**ENTRIES PROVIDED**.
# # #

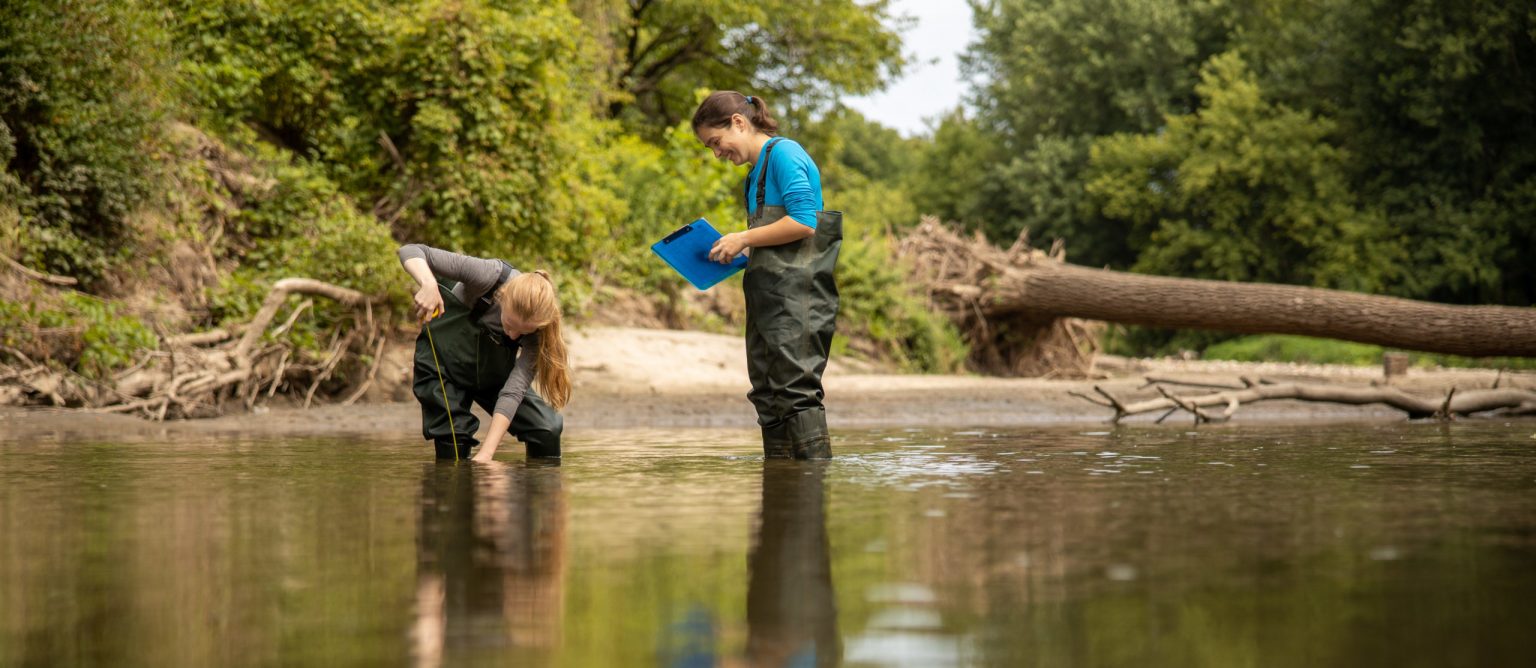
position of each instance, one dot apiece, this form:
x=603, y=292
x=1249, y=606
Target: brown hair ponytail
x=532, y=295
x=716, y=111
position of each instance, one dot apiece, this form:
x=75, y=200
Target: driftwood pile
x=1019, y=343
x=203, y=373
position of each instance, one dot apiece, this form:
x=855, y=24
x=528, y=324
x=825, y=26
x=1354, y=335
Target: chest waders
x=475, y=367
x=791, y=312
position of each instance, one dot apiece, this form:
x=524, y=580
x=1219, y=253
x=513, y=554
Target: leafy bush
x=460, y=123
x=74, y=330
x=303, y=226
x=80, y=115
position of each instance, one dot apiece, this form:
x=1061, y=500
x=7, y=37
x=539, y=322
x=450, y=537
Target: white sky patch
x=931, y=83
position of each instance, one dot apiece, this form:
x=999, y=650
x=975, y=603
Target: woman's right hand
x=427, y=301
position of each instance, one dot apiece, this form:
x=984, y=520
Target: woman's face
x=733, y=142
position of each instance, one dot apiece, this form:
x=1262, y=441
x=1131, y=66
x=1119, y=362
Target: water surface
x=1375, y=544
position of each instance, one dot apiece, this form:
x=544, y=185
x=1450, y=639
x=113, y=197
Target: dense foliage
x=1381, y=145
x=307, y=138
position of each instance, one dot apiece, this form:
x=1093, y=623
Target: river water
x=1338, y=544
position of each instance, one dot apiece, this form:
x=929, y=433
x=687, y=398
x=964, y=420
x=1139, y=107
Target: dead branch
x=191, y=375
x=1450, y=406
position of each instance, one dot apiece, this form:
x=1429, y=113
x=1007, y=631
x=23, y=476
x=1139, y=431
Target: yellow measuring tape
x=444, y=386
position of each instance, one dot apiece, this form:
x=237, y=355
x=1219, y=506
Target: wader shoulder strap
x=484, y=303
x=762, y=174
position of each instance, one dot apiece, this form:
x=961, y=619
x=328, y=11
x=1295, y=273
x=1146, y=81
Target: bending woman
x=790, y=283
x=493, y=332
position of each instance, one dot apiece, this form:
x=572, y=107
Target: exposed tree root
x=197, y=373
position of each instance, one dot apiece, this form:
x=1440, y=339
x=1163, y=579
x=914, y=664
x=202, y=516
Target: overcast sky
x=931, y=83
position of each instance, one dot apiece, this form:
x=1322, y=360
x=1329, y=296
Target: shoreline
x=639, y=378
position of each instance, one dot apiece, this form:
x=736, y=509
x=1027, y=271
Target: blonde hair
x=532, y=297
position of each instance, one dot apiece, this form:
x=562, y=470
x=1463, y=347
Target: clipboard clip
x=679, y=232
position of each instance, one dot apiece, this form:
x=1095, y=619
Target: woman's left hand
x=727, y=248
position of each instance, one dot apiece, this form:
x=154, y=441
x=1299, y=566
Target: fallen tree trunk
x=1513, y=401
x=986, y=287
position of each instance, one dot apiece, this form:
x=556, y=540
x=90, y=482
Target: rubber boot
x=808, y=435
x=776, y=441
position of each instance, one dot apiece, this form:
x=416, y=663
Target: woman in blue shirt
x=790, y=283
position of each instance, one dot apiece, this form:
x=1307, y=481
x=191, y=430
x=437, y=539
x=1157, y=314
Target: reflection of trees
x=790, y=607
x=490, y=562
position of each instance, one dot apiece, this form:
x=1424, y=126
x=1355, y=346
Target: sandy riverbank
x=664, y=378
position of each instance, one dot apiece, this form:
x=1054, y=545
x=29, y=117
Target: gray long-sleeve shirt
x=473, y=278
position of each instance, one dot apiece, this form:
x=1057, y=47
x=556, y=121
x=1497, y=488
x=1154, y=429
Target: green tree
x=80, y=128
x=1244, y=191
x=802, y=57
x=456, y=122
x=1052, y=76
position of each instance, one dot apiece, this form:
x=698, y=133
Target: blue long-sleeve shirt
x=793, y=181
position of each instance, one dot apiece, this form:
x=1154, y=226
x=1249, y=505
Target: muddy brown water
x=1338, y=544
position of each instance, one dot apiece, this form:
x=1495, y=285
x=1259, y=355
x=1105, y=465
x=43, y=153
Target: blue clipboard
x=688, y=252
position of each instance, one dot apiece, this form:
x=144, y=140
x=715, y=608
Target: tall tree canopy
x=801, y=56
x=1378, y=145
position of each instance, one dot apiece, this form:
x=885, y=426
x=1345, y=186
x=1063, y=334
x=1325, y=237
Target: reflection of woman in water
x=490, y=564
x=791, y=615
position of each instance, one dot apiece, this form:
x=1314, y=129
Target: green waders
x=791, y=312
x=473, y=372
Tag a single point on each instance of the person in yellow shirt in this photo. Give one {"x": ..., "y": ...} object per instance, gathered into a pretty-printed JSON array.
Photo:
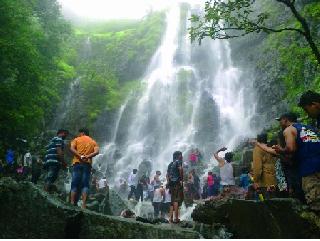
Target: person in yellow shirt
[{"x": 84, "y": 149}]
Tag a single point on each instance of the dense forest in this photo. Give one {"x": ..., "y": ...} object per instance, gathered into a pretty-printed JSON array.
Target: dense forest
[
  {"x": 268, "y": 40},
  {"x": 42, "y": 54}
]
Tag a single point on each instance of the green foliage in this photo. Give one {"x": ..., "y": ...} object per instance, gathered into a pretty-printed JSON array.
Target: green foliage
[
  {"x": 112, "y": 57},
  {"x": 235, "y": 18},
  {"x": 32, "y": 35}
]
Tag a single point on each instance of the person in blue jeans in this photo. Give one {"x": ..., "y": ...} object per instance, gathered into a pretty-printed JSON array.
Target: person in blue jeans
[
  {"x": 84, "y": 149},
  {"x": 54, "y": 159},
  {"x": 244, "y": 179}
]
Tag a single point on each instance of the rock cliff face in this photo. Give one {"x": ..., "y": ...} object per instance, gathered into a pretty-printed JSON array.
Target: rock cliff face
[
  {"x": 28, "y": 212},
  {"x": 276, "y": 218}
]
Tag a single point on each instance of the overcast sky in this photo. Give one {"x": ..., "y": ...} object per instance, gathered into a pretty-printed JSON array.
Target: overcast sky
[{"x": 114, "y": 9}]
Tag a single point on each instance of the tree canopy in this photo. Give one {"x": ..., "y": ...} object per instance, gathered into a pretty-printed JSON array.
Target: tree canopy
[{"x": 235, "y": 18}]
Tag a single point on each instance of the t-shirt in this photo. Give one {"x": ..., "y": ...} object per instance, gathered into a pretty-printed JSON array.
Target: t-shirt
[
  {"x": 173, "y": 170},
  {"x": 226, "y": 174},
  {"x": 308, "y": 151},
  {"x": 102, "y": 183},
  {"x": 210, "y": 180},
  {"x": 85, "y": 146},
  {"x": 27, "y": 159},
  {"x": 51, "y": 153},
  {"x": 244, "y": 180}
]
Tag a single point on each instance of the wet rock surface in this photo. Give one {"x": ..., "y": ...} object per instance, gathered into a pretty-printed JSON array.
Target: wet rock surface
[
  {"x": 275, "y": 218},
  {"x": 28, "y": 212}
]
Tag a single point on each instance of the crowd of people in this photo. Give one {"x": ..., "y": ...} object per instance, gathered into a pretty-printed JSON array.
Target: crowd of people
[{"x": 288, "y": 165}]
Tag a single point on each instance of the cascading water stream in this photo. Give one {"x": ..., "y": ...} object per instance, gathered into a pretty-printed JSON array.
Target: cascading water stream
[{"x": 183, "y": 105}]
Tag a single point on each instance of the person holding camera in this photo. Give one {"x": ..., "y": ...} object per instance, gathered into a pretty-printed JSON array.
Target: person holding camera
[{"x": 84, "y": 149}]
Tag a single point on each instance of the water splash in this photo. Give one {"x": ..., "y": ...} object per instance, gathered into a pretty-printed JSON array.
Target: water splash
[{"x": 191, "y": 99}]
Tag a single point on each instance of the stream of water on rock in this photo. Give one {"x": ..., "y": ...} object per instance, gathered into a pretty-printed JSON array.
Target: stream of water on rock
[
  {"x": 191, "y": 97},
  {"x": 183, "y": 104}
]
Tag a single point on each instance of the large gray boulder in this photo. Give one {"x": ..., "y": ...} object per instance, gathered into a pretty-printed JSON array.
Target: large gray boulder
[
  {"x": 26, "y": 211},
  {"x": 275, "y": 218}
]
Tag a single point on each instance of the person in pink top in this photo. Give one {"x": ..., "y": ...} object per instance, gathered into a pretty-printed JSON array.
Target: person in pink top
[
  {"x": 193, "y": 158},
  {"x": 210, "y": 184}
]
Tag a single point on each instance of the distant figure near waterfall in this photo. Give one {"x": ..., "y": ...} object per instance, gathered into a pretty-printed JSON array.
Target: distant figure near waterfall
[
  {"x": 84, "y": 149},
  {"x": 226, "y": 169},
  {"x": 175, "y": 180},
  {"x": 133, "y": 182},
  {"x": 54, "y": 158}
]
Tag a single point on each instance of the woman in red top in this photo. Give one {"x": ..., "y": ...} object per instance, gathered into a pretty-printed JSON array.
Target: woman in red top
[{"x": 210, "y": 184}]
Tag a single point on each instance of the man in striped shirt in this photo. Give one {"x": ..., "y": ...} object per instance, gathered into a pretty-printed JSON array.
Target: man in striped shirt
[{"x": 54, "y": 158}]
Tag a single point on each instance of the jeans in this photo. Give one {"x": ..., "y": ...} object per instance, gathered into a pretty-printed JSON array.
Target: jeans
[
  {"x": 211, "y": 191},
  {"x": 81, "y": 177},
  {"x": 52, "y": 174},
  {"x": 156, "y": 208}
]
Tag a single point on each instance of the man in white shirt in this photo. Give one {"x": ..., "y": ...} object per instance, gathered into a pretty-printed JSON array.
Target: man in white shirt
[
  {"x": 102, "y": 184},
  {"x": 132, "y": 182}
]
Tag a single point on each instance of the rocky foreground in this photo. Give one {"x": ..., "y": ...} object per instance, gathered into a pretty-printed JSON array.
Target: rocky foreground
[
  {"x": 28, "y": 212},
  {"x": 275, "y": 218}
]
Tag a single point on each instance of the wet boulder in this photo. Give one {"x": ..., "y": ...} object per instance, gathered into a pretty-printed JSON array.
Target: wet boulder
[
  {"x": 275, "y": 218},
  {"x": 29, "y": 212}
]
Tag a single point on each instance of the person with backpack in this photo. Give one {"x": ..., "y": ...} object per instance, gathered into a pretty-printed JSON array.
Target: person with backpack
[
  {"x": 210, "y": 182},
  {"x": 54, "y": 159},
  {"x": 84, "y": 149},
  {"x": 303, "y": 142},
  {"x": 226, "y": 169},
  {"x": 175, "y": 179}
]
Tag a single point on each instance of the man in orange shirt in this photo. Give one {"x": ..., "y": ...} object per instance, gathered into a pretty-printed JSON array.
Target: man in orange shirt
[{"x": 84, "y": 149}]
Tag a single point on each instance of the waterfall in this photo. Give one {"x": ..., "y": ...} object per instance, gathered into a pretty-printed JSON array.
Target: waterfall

# # #

Rewrite the lines as a JSON list of strings, one string per line and no blank lines, starting at the beginning of the records and running through the line containing "x=203, y=373", both ends included. Leave the pictures out.

[
  "position of each instance, one dot apiece, this form:",
  "x=603, y=292",
  "x=1249, y=606",
  "Target: brown hair ponytail",
  "x=532, y=295",
  "x=716, y=111",
  "position of each instance, one dot apiece, this form:",
  "x=75, y=200",
  "Target: driftwood pile",
  "x=1019, y=343",
  "x=203, y=373"
]